Texte retenu —
··········

Une manifestation monstre
Les pavés des rues polonaises sont usés depuis plusieurs mois par les différentes manifestations successives qui se sont déroulées dans le pays depuis la nomination de Beata Szydło à la tête du nouveau gouvernement. Néanmoins, l’ampleur de la manifestation du samedi 7 mai, se déroulant quelques jours avant les célébrations de la fête de l’Europe a pu en étonner plus d’un. Même si les partisans et opposants à cette manifestation divergent sur le nombre de participants, les principaux chiffres avancés font état de 240 000 manifestants réunis dans les rues de la capitale pour démontrer leur attachement à l’idée européenne. Cet événement n’est pas sans rappeler aux plus anciens les manifestations menées par le syndicat Solidarność et son leader charismatique Lech Wałęsa, dans le milieu des années 1980, contre le gouvernement communiste de l’époque.

··········

Données fournies —
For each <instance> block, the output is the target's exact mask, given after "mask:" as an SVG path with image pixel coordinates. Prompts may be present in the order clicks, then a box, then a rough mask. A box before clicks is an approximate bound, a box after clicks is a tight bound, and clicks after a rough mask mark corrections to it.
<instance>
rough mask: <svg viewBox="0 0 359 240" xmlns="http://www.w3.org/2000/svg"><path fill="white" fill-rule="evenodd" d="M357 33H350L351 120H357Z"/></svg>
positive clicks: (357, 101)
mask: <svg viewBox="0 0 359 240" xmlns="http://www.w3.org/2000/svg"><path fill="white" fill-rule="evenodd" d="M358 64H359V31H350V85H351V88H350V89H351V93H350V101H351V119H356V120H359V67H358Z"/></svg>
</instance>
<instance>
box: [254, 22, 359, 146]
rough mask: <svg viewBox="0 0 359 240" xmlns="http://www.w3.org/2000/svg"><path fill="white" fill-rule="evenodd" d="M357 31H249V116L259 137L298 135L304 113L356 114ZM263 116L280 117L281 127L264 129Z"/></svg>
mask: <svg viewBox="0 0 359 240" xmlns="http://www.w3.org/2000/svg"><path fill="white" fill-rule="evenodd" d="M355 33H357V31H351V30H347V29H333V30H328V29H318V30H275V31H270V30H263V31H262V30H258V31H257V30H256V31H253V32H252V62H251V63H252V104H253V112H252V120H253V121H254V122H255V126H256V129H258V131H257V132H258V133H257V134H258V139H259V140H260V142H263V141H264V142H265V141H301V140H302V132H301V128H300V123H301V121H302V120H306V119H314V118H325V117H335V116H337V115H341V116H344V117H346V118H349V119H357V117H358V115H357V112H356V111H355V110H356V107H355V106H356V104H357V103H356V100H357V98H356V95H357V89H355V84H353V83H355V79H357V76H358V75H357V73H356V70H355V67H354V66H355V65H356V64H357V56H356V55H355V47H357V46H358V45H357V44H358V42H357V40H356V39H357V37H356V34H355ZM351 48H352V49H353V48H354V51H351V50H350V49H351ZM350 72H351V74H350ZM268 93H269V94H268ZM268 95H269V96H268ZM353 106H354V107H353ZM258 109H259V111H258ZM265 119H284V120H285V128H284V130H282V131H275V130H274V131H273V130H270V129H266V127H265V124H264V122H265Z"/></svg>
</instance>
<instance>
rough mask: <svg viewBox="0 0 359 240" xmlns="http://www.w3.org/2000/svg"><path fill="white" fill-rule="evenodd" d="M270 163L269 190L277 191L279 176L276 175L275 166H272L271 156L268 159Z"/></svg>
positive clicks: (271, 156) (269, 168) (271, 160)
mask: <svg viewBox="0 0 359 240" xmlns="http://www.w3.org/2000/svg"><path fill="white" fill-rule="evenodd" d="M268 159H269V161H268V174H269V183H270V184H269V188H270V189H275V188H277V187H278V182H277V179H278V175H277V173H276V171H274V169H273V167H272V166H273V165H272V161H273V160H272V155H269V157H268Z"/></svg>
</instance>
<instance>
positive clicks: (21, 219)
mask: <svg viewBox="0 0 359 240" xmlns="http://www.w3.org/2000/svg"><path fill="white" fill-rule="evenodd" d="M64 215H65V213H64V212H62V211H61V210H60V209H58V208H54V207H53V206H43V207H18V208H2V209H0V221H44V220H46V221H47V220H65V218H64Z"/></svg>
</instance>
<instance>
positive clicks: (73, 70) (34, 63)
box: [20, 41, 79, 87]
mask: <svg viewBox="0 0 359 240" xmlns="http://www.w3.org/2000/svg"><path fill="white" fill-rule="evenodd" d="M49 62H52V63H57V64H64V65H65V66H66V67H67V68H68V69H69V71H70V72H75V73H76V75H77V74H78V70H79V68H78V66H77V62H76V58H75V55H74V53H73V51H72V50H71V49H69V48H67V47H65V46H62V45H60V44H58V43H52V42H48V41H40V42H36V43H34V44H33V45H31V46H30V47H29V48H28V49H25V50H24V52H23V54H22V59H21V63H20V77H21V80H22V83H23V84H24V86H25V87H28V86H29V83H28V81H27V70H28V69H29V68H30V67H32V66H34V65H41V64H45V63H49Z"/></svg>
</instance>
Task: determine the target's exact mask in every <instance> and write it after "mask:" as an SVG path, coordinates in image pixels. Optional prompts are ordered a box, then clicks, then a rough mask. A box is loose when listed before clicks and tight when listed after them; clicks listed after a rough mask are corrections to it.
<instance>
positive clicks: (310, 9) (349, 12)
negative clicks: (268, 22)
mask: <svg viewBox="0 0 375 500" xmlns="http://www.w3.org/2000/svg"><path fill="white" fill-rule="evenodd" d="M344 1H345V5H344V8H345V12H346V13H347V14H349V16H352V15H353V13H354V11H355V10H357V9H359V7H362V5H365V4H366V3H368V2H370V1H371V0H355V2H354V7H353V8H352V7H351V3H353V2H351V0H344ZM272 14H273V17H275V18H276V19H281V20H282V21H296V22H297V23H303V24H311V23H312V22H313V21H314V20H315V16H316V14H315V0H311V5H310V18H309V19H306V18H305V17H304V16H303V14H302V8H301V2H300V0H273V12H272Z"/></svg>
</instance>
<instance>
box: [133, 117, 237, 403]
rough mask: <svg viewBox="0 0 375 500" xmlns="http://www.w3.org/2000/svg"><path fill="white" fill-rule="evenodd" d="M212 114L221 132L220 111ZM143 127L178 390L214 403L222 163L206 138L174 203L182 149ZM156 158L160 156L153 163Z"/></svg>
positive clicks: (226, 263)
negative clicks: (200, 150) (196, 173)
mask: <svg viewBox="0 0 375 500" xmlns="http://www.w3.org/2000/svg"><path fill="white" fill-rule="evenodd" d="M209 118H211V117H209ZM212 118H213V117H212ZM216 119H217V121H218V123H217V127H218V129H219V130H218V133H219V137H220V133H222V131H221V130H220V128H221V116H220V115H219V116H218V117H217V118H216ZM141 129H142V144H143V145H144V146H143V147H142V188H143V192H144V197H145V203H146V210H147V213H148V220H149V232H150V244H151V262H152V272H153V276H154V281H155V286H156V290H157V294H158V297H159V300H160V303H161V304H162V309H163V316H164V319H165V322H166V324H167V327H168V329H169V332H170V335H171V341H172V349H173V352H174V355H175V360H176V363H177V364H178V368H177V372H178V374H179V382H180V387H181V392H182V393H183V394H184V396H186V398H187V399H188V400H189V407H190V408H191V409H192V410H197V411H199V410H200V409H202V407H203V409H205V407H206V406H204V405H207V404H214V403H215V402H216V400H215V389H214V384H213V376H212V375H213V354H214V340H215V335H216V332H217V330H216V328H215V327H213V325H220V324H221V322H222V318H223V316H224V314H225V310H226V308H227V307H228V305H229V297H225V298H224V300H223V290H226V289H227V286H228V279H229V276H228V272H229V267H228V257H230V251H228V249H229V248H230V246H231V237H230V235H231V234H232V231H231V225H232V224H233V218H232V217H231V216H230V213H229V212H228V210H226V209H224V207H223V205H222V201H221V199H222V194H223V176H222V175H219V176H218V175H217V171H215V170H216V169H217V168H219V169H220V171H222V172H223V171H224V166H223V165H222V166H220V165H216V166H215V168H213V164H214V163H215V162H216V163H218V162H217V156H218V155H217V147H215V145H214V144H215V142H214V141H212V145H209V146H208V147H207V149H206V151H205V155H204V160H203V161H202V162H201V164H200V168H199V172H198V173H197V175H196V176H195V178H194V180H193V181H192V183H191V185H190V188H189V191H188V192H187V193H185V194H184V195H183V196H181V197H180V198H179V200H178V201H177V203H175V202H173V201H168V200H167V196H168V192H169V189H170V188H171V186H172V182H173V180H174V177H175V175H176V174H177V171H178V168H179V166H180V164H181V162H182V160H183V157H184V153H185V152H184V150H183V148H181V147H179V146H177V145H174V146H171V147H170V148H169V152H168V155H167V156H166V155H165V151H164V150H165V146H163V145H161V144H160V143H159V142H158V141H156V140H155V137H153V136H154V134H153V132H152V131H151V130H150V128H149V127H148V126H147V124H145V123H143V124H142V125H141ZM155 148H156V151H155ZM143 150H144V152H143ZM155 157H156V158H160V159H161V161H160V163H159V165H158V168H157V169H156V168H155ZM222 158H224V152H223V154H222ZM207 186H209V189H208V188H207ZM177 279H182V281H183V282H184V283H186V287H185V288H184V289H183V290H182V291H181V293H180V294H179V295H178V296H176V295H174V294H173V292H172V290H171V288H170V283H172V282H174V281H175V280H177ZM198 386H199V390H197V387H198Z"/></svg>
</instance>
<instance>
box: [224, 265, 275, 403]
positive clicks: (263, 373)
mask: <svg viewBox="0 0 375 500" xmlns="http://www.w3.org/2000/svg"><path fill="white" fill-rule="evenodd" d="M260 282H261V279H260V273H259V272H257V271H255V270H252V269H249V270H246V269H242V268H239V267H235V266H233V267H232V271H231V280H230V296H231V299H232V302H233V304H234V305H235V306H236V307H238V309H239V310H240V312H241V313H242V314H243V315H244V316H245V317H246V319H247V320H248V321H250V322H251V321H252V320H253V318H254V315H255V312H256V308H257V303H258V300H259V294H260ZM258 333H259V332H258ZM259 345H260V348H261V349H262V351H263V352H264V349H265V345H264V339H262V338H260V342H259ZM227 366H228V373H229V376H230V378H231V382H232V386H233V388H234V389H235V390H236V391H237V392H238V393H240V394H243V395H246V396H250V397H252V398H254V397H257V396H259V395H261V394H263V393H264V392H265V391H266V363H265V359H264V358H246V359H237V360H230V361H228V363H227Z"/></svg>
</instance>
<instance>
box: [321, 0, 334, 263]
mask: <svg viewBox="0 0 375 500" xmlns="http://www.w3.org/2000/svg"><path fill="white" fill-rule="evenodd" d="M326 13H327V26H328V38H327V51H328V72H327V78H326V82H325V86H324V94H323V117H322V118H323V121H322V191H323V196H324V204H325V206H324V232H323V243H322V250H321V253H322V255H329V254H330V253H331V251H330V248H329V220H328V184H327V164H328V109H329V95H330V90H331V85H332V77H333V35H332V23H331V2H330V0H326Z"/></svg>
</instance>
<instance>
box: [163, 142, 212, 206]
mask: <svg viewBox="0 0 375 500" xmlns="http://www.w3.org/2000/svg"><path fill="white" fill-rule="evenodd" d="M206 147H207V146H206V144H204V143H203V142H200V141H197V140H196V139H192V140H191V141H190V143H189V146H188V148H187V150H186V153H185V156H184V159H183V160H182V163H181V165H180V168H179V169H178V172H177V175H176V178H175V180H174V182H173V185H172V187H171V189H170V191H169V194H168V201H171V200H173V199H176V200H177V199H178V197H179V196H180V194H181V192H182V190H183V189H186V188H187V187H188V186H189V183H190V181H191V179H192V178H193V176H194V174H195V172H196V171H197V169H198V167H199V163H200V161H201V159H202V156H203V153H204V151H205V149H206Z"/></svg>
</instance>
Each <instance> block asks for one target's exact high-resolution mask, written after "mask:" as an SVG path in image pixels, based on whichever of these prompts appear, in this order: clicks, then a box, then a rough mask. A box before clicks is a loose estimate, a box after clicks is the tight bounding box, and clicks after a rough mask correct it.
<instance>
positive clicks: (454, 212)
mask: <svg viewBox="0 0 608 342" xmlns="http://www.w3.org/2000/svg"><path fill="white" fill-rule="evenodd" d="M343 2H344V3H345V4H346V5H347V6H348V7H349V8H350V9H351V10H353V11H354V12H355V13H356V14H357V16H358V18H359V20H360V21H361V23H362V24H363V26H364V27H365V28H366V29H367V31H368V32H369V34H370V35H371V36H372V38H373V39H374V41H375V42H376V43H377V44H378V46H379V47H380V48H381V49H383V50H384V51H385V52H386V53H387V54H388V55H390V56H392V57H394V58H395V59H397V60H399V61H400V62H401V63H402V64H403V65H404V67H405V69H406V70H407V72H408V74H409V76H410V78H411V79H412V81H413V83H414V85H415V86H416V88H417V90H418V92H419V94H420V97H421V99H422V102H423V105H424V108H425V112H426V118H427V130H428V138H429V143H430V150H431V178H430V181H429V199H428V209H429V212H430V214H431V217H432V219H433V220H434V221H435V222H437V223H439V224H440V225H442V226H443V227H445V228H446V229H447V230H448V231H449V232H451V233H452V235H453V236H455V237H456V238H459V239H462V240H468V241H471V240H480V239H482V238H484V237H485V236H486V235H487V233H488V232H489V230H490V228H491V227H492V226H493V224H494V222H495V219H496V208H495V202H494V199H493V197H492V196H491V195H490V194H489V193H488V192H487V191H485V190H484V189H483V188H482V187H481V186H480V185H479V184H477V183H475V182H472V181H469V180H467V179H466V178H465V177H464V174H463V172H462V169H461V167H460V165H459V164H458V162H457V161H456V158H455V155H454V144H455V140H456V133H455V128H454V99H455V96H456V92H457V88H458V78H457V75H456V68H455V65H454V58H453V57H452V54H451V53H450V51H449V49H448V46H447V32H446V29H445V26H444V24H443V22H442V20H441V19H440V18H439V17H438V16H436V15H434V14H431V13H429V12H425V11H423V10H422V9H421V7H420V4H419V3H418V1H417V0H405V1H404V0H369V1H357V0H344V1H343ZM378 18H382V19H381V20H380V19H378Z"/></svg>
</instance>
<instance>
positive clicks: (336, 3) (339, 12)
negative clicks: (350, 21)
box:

··········

Consigne A — D'après le texte retenu sur la manifestation de Varsovie, à quelle date s'est-elle déroulée ?
Consigne B — Poursuivez le texte sur la manifestation de Varsovie à partir de sa dernière phrase.

Zone de réponse A — Le samedi 7 mai.

Zone de réponse B —
La défense des valeurs européennes
Dénonçant la dérive autoritaire du gouvernement actuel, qui s’est notamment illustrée par une crise constitutionnelle l’ayant opposé au Tribunal constitutionnel, la manifestation fut l’occasion de rappeler aux oreilles de celui-ci l’attachement aux valeurs européennes des citoyens d’un pays ayant adhéré à l’Union européenne depuis un peu plus de dix ans. Ceci semble justifié au regard des nombreux points de tensions qui ont émergé depuis novembre 2015 entre le gouvernement Szydło, et les différentes instances européennes. Face à certaines dérives vis-à-vis de l’indépendance des médias et de la justice, la Commission européenne a lancé en janvier dernier son « mécanisme de dialogue dans le cadre de l’Etat de droit », qui peut notamment aboutir à une suspension du droit de vote de la Pologne au sein du Conseil de l’Union européenne. L’assemblée parlementaire du Conseil de l’Europe [1] de son côté, a demandé à la Commission de Venise d’enquêter sur le respect des droits de l’Homme et de l’Etat de droit en Pologne. Celle-ci doit rendre un avis très attendu en juin prochain. Ce soutien des organisations européennes ne peut que galvaniser l’attachement des Polonais aux valeurs européennes à un moment où l’on tend à se demander si l’Union européenne ne les a pas elle-même oubliées dans son traitement de la crise des migrants.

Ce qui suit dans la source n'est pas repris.